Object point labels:
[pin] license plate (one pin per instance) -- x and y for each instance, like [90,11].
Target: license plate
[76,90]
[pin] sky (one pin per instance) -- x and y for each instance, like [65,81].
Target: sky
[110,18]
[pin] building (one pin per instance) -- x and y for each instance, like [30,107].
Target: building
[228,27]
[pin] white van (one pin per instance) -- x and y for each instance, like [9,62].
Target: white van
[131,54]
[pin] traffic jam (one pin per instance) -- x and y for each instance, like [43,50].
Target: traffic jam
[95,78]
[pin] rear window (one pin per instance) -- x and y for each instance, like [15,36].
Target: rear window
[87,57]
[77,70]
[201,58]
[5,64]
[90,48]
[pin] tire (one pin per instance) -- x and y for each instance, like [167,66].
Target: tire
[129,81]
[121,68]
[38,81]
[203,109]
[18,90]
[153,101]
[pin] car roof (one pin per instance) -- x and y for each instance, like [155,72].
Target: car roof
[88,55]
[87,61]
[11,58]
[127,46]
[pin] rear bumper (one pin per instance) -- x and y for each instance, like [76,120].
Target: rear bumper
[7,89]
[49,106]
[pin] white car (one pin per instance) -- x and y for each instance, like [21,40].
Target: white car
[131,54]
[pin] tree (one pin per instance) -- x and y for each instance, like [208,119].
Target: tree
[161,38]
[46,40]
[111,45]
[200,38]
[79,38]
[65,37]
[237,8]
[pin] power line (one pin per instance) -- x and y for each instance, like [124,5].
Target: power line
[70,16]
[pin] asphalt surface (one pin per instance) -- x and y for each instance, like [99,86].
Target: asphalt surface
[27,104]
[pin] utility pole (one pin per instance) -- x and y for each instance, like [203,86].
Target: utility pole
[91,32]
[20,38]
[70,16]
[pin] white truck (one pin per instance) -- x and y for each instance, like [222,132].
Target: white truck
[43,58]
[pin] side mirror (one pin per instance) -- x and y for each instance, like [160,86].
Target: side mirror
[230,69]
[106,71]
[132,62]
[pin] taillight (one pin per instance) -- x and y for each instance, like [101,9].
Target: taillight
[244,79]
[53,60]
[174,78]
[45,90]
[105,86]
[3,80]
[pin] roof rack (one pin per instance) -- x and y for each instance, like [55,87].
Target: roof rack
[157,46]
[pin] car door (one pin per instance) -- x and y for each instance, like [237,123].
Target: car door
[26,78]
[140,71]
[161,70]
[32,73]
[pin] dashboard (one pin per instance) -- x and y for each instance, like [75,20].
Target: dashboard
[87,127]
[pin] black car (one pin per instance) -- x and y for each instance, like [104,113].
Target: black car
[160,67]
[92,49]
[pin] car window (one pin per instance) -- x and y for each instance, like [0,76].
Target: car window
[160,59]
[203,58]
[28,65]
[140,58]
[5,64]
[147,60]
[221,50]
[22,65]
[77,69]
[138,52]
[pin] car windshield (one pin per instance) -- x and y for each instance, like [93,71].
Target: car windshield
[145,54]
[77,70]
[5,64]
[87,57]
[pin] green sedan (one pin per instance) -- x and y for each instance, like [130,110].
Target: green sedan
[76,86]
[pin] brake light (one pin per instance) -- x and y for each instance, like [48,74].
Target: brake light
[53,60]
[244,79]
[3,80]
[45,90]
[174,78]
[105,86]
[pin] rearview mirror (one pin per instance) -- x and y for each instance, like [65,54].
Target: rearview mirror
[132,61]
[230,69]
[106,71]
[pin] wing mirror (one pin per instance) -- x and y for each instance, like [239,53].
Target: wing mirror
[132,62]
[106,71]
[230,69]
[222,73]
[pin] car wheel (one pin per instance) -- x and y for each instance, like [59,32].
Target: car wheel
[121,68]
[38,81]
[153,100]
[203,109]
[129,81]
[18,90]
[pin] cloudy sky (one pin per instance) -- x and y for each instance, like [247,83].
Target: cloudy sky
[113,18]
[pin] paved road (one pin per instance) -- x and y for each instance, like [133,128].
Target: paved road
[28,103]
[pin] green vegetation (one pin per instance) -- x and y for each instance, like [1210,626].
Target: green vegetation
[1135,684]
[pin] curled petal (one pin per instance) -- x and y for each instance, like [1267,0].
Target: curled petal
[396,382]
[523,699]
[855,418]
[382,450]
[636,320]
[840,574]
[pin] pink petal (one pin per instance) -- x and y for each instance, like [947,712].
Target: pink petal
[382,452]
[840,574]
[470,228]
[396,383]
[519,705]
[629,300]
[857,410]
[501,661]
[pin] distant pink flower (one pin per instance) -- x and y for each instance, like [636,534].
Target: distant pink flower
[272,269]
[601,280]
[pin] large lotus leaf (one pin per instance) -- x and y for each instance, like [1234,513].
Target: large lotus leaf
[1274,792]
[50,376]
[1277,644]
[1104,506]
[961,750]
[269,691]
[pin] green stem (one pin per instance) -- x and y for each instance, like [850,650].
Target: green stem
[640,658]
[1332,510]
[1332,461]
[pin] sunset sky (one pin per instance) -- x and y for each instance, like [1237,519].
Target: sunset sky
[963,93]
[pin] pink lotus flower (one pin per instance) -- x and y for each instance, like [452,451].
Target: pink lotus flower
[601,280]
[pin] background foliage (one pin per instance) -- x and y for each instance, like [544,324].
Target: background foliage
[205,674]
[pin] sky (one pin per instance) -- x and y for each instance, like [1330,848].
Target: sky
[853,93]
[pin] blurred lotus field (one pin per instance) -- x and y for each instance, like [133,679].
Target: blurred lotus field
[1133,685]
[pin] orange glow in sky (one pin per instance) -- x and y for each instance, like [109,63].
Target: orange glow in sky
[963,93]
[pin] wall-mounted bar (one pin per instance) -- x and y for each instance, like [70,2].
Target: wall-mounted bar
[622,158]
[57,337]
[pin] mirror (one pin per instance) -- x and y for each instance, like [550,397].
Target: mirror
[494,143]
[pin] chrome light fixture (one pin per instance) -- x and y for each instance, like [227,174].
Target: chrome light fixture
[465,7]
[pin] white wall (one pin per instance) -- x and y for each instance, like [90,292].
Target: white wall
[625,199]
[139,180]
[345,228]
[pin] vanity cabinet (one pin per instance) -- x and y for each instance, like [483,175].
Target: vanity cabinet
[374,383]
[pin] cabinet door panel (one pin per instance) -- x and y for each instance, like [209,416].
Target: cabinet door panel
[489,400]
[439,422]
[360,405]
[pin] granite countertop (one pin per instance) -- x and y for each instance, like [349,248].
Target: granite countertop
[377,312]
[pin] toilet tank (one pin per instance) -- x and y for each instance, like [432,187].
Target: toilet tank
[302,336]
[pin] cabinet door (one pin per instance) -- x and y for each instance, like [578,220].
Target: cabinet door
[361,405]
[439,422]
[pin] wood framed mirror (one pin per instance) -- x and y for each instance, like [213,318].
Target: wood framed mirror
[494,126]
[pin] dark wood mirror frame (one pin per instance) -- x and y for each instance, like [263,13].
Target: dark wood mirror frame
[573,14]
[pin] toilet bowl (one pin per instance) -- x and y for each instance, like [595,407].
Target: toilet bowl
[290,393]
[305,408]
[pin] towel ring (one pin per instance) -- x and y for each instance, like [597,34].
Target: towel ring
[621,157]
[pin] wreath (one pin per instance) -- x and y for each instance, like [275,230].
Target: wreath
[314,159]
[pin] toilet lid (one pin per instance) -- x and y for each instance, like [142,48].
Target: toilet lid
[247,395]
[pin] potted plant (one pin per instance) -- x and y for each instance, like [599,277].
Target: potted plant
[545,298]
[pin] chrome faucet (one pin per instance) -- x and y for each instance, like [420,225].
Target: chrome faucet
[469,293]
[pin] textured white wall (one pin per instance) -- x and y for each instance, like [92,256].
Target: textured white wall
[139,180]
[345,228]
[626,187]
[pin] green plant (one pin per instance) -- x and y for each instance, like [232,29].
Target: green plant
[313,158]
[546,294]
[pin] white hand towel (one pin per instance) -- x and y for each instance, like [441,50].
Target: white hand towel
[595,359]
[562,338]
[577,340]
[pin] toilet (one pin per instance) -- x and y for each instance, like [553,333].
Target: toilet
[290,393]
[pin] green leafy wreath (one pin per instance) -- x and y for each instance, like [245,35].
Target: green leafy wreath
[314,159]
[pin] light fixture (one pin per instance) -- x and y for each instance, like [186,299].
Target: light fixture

TASK PROMPT: Rescale the stretch of the listing from the line containing "[pin] chrome faucet" through the end of the listing, reproducing every line with its requests and sample formats unchanged while multiplying each answer coordinate by 2.05 and rounding to whole numbers, halves up. Give only these lines.

COMPLETE ANSWER:
[pin] chrome faucet (one pin per instance) -- x and y for each instance, like [420,225].
Target: chrome faucet
[961,601]
[pin] textured white wall (one pin per instance) -- x and y for each instance, like [92,256].
Target: textured white wall
[285,369]
[707,467]
[1283,383]
[pin] green plant (one pin per instance) -- x and y for each instance, like [232,29].
Target: green plant
[642,324]
[1119,603]
[pin] white hand towel (one pin per instance) -- x and y for each instance, like [441,50].
Target: white hand towel
[1220,736]
[1152,693]
[1183,697]
[pin] toilet (one pin per instance) -- x and y for each instance, like [553,333].
Target: toilet
[595,806]
[pin] green leafy wreath (one pin per instance) -- x and y for each instance, like [245,35].
Target: green leafy wreath
[644,326]
[pin] light fixture (one pin per instance) -- x and y for each instance, like [186,299].
Target: light fixture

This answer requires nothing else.